*** Textauszug

Dem kann ich mich nur anschließen. Ich würde die Verwendung als Synonym für "junge Frau" begrüßen (wenn auch nicht als offizielle Anrede). Leider schwingt für viele immer noch zu viel _bezeichnendes_ und _wertendes_ in diesem Wort mit, das der Akzeptanz im Wege steht.
In anderen Sprachen gibt es so etwas schließlich auch und niemand stößt sich daran.


----------



## Sepia

Kajjo said:


> Wie steht es eigentlich in anderen Ländern mit der Verwendung von senorita, senorina?
> 
> Kajjo



Zu dieser Frage möchte ich auch 


senorito 


hinzufügen. 

Zumindest höre ich immer wieder diese Anrede von jungen Männern in den alten Samstagsabend-Filmen bei TVE. (Vorwiegend 60er-70er Jarhe Schnulzen)


----------



## AGATHA2

Sepia said:


> Zu dieser Frage möchte ich auch
> 
> 
> senorito
> 
> 
> hinzufügen.
> 
> Zumindest höre ich immer wieder diese Anrede von jungen Männern in den alten Samstagsabend-Filmen bei TVE. (Vorwiegend 60er-70er Jarhe Schnulzen)


 
"senorito" ist eine abwertende Bezeichnung für einen jungen Mann aus reicher Familie.


----------



## AGATHA2

Kajjo said:


> . Das Gesellschaftsbild der heute 30- bis 50-jährigen Frauen steht dem natürlich sehr kritisch gegenüber, darf aber nicht als das einzig korrekte und maßgebliche angesehen werden.

******

§ **Aufgaben**:
1. Stimmen diese Aussagen mit der Forumsdiskussion über Anredeformen überein? (a) Laut AGATHA2 ist „senorito“ eine neutrale Bezeichnung. (b) Sepia hört diese Anrede in alten Samstagsabend-Filmen bei TVE. (c) Im ersten Beitrag wird die Verwendung des Wortes als offizielle Anrede begrüßt. Antworte jeweils mit Ja oder Nein und zitiere die entscheidenden Worte aus dem Text.
2. Wie könnte die Forumsdiskussion über Anredeformen nach ihrem letzten Satz weitergehen? Schreibe die Fortsetzung.

*** Angezeigte Daten

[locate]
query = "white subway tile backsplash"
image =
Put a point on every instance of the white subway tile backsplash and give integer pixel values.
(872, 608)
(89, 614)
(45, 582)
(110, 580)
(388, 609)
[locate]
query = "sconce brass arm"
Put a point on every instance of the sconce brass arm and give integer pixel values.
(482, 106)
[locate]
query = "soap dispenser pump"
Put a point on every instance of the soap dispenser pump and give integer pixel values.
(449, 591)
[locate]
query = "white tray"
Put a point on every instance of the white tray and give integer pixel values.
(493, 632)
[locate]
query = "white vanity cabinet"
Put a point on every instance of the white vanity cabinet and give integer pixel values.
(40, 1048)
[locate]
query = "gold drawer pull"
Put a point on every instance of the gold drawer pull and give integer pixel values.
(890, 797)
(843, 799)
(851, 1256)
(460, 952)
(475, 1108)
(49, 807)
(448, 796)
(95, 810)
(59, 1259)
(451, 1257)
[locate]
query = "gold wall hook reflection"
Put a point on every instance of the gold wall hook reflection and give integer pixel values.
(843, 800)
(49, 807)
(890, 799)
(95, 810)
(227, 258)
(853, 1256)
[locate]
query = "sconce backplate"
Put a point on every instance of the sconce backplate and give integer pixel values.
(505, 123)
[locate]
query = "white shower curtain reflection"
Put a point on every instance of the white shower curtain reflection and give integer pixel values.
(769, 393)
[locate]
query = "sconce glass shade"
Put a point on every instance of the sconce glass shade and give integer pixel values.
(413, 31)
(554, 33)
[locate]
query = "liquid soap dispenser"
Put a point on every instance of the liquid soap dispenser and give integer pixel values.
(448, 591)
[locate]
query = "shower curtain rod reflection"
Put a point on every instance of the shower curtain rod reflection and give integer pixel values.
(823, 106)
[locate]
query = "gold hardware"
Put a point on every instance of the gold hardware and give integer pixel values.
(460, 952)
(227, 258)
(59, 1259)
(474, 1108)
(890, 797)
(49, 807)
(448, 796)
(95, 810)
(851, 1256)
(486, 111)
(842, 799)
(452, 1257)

******

§ **Lösungen**:
1.
(a) Nein: „ist eine abwertende Bezeichnung für einen jungen Mann aus reicher Familie“
(b) Ja: „Zumindest höre ich immer wieder diese Anrede von jungen Männern in den alten Samstagsabend-Filmen bei TVE.“
(c) Nein: „(wenn auch nicht als offizielle Anrede)“

2.
> 
> Kajjo


 
Aha, so ist das also. Und wessen Gesellschaftsbild hat also als korrekt und maßgeblich zu gelten ?


----------



## Suilan

> Ich kenne kaum jemanden, der sich bei der Anrede "Frau Meier" für eine 17-Jährige nicht blöde vorkommt.


 
Ich sehe keinerlei Grund dafür, warum sich der Erwachsene, der das Siezen und mit Herr/Frau Anreden gewohnt sein sollte, sich blöd dabei vorkommen sollte, eine 17-jährige, z.B. eine Auszubildene, mit Frau Meier anzureden.

Die 17jährige wird es vielleicht zunächst als etwas seltsam empfinden, aber a) kommt es einem in dem Alter auch furchtbar seltsam vor, gesiezt zu werden, und b) außerdem kann man und sollte man sich daran gewöhnen. 

Einige unserer Lehrer haben uns konsequent von der 11 Klasse an gesiezt und mit Frau bzw. Herr angeredet. Leider nur sehr wenige, von den eigenen Kollegen als "konservativ" verschrieene. An der Uni wurde weiter geduzt, außer von ausländischen Dozenten. OK, wenigstens war man da endlich bei Frau angekommen. (Eine meiner Mitstudentin war übrigens 17. Hätte man sie mit Fräulein anreden sollen, die anderen mit Frau?) 

Jedenfalls kommt es mir heute, mit 34, noch schauerlich vor, wenn meine Nachhilfeschüler mich mit Sie und Frau anreden. Am liebsten würde ich das Du und Vornamen einführen, aber ich fürchte, dann schmilzt ein gehöriges Stück der Autorität dahin.

Wieviel älter muss man eigentlich werden, um damit klar zu kommen, als Erwachsener, komplett mit Sie und Frau, angeredet zu werden? Und woher soll das Gefühl kommen, dass dies die natürliche Anrede ist, wenn es nicht "geübt" wird?

--------------
Growing old is unavoidable; growing up is optional.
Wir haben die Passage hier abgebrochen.